**Records:**

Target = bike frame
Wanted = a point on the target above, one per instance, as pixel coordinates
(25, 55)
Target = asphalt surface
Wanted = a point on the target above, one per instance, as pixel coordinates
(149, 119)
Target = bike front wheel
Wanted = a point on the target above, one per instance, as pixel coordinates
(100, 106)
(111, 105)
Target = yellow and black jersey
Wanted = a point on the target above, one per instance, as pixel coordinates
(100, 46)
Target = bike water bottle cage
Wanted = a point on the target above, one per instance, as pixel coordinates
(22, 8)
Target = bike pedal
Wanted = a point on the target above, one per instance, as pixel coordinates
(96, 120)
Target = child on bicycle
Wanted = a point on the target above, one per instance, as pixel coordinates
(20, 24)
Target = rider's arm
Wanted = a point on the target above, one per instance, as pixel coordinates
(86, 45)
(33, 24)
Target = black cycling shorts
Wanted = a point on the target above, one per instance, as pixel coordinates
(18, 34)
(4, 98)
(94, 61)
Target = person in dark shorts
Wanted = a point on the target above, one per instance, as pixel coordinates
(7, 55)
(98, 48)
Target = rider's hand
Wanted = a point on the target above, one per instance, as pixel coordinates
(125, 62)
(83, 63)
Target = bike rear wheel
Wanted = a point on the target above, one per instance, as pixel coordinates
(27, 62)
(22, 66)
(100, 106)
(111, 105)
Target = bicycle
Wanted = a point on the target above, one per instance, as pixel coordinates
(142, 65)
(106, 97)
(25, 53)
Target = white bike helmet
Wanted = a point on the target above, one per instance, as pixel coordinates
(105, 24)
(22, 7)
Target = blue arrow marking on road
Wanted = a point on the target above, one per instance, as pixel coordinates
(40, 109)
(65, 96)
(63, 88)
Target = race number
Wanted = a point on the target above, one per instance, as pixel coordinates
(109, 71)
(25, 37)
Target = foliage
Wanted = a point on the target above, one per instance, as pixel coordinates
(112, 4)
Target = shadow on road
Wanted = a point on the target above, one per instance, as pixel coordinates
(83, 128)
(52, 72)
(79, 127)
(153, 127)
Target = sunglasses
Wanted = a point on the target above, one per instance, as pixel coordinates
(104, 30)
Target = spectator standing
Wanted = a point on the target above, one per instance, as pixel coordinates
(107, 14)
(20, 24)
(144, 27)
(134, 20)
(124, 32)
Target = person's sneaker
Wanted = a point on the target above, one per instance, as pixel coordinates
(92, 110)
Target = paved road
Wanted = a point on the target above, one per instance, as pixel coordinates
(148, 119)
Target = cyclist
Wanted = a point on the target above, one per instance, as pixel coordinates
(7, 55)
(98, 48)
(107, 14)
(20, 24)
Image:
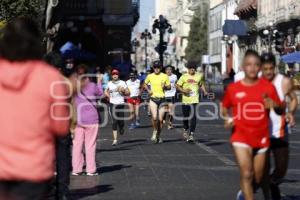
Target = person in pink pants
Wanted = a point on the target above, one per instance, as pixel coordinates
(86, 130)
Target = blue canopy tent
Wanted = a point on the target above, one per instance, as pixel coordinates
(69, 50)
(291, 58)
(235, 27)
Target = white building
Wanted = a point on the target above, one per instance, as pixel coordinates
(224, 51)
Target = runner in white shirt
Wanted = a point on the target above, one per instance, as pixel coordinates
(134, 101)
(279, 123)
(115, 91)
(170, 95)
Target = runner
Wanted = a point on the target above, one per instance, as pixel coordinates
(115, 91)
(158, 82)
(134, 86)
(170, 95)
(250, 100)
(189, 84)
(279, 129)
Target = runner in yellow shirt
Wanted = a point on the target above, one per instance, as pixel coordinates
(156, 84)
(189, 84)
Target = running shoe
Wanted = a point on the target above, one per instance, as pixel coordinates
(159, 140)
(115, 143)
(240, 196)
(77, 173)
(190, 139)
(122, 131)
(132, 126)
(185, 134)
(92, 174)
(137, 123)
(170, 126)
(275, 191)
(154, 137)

**Task directions:** Transcribe every record above exactly, leaving out the pictures.

**Final result:**
Target = bike frame
Wanted = a point on the target above, one per instance, as pixel coordinates
(25, 55)
Target = asphalt surface
Wanted = a point on the target above, one per instance, as pixel coordinates
(149, 119)
Target = bike front wheel
Wanted = a point on the target above, one per instance, as pixel coordinates
(100, 106)
(111, 105)
Target = yellow and black jersey
Wanted = a point on the target above, one per instance, as pixel coordinates
(100, 46)
Target = bike water bottle cage
Wanted = a point on the target above, one per instance, as pixel coordinates
(22, 8)
Target = bike pedal
Wanted = a point on the target above, one per instance, as pixel coordinates
(96, 120)
Target = child on bicycle
Wanted = a point on the target above, one per instance, as pixel coordinates
(20, 24)
Target = rider's arm
Wanted = a point on the target above, one per instance, as pixel coordinates
(86, 45)
(33, 24)
Target = black cycling shorts
Wanted = a point on the target above, one per instance, as pixel coordinates
(18, 34)
(4, 98)
(94, 61)
Target = person in dark shorts
Wanted = a point on the target above, one per instance, as pixel coordinates
(7, 55)
(98, 48)
Target = rider's hand
Wanted = a point on the target above, one per instance, as pixel coordinates
(125, 62)
(83, 63)
Target = bike rear wheel
Wanted = a point on the target above, one per instance, as pixel coordinates
(27, 62)
(22, 66)
(100, 106)
(111, 105)
Target = bicycle
Wanted = a point on the target above, one per instance, as pixel coordinates
(142, 65)
(106, 97)
(25, 53)
Target = white bike helmet
Wanted = a point on the target above, one per instance, as pixel coordinates
(105, 24)
(22, 7)
Target = blue arrow marking on road
Wanted = a point on the target above, one per instance, as pixel coordinates
(40, 109)
(65, 96)
(63, 88)
Target = race number
Wanted = a point on the target above, one per instance, as pixel coordinates
(109, 71)
(25, 37)
Target = foliage
Wanted = a point on the target above, one per instance, as pixel coordinates
(112, 4)
Target = shadow on road
Wanted = a point on the target above, one per instance, as pixel coordinates
(83, 128)
(52, 72)
(79, 127)
(153, 127)
Target = sunglasses
Wanted = a point on the target above, one per instance, as pixel coordinates
(104, 30)
Target = spectator standing
Wanted = a point on the target above, one per instance, as pixel coordinates
(107, 14)
(20, 24)
(144, 27)
(134, 20)
(124, 32)
Target = person's sneaker
Wanted = a point on the target above, one per instance, as pixel coordinates
(92, 110)
Target = paved road
Wanted = a point on the target above, one per instance, as pixel coordinates
(148, 119)
Target = cyclist
Wanted = a point on the target above, one per instance, as pixel coordinates
(7, 55)
(98, 48)
(107, 14)
(20, 24)
Image:
Target = person in pink pants
Wanted = a point on the target above, one per instance, as pixel coordinates
(86, 130)
Target = blue canopy tent
Wanted = a point on the target above, one per instance, as pixel coordinates
(69, 50)
(291, 58)
(235, 27)
Target = white building
Wanted = a point on the target above, one per instance, as pixel coordinates
(224, 51)
Target = runner in white shirt
Wanted = a point on the target above, one per instance, as pixel coordinates
(134, 101)
(279, 123)
(115, 91)
(170, 95)
Target = runner
Wanted = a point on the target above, one per instance, as pixel coordinates
(115, 91)
(158, 82)
(134, 86)
(170, 95)
(250, 100)
(189, 84)
(279, 129)
Target = runner in yellow shirt
Wanted = a point on the target above, one per instance, as pixel coordinates
(156, 84)
(189, 84)
Target = running shoe
Wanted = a point on the target above, one per instance, as pixel coordinates
(159, 140)
(115, 143)
(240, 196)
(77, 173)
(190, 139)
(122, 131)
(132, 126)
(185, 134)
(92, 174)
(137, 123)
(170, 126)
(275, 191)
(154, 137)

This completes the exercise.